(Excerpts of object-pointing data)
+-------+
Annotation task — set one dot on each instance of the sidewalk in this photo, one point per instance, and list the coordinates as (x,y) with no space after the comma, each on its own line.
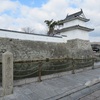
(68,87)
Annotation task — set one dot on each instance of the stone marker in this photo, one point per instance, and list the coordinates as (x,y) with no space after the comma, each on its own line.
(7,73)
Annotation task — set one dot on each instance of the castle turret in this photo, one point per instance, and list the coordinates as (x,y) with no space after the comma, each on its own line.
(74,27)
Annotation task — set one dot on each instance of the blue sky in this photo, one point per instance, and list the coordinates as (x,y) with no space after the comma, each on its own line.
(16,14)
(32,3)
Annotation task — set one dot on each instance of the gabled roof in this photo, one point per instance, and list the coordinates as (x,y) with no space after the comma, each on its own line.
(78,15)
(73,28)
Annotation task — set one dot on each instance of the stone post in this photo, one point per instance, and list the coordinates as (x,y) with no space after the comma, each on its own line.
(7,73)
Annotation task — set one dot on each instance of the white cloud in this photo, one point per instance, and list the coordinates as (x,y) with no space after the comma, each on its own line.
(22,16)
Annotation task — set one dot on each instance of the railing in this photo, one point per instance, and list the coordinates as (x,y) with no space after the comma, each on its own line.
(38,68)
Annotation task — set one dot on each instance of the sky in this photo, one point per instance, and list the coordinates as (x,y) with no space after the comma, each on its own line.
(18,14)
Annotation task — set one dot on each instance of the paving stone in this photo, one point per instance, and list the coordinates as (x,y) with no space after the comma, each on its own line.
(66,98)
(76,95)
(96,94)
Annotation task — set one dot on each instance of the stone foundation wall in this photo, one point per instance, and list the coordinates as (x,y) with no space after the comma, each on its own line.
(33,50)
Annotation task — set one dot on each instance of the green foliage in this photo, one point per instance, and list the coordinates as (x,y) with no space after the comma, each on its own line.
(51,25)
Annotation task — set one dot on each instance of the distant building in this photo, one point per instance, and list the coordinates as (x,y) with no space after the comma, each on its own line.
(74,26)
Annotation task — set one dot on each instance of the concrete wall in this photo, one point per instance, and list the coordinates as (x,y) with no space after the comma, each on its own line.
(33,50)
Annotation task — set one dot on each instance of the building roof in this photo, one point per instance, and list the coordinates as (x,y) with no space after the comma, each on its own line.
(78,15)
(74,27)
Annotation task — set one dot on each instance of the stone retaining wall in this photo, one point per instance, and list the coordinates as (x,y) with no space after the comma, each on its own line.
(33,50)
+-------+
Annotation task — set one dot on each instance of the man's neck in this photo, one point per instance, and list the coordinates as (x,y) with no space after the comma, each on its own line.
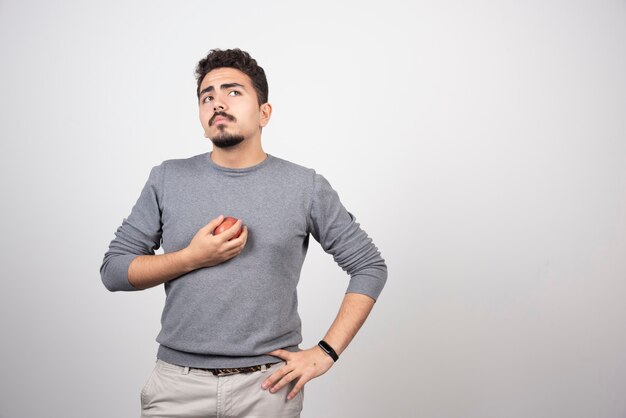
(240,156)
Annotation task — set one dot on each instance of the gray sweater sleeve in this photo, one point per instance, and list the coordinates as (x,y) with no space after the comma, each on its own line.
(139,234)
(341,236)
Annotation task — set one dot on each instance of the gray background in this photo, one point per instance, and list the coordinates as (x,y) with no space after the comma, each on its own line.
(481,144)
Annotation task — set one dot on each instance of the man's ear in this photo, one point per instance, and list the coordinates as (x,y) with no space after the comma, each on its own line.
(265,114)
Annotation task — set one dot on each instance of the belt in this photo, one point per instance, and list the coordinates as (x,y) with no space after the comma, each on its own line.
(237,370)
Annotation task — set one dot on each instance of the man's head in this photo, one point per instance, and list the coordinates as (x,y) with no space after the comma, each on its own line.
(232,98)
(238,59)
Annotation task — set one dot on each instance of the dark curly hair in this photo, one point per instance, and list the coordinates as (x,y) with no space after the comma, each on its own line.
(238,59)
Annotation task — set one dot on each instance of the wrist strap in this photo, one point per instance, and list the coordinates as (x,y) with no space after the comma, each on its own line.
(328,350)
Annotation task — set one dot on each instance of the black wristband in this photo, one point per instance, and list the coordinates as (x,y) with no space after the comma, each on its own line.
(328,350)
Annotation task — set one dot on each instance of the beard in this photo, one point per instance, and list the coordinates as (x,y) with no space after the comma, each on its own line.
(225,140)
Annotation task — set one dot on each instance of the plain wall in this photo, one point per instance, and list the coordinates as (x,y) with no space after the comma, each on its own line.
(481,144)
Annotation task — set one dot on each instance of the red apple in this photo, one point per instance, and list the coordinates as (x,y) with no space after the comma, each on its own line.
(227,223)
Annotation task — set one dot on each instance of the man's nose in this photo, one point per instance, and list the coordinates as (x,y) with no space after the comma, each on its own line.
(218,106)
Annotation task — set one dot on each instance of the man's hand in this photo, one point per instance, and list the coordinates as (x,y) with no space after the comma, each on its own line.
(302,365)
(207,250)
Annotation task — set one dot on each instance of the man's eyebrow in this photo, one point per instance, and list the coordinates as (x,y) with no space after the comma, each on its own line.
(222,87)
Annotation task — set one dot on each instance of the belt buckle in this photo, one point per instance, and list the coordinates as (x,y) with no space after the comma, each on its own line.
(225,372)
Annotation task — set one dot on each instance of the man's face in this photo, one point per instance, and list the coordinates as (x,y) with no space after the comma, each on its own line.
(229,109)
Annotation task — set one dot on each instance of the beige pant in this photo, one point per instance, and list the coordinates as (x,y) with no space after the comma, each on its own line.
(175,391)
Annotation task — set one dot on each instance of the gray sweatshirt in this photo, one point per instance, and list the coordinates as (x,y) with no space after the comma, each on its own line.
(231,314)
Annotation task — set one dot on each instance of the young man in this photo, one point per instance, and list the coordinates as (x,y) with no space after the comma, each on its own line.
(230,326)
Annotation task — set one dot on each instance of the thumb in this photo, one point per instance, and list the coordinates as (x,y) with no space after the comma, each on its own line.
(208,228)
+-------+
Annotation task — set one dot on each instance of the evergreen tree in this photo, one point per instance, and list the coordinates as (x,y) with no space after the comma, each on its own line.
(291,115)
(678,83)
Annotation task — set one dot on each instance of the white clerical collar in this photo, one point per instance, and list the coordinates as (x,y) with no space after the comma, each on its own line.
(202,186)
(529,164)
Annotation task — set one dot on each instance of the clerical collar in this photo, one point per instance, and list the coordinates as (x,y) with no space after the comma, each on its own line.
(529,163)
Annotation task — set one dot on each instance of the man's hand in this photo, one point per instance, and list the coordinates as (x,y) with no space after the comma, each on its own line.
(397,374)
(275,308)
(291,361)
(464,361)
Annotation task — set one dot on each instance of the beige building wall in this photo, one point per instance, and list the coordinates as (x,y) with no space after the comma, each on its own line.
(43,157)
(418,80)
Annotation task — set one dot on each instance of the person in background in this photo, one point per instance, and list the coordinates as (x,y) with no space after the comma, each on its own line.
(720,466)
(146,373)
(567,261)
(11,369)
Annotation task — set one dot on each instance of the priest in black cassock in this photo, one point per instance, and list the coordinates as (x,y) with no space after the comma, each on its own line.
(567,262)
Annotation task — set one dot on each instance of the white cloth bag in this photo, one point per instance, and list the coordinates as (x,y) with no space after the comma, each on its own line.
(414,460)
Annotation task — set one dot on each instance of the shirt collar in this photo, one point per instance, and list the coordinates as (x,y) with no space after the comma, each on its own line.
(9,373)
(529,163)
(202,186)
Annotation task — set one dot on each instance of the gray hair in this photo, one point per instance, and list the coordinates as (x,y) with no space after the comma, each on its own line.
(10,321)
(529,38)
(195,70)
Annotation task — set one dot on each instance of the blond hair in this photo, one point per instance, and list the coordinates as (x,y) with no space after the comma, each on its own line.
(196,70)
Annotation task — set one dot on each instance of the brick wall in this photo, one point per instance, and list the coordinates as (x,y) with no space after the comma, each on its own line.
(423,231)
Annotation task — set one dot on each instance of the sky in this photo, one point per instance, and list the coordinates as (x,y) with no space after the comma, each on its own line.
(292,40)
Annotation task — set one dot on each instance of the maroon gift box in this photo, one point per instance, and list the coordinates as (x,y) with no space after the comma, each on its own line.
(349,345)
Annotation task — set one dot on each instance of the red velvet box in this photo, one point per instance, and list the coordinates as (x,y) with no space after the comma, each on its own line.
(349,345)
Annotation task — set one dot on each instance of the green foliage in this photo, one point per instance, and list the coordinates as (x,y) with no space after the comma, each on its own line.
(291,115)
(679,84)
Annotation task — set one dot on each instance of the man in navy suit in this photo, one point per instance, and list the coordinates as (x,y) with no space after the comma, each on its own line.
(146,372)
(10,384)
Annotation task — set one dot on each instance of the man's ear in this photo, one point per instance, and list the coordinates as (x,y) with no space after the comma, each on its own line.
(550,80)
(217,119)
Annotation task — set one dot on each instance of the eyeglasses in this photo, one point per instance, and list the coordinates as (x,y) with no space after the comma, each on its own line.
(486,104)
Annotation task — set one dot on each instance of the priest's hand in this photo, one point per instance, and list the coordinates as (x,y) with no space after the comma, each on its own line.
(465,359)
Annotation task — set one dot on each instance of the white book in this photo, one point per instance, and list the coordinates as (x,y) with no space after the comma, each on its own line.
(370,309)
+-------+
**WHAT IS NEEDED:**
Count the lines of the material above that contain the string "blond", matching case exactly, and give only the number.

**RIGHT ANSWER:**
1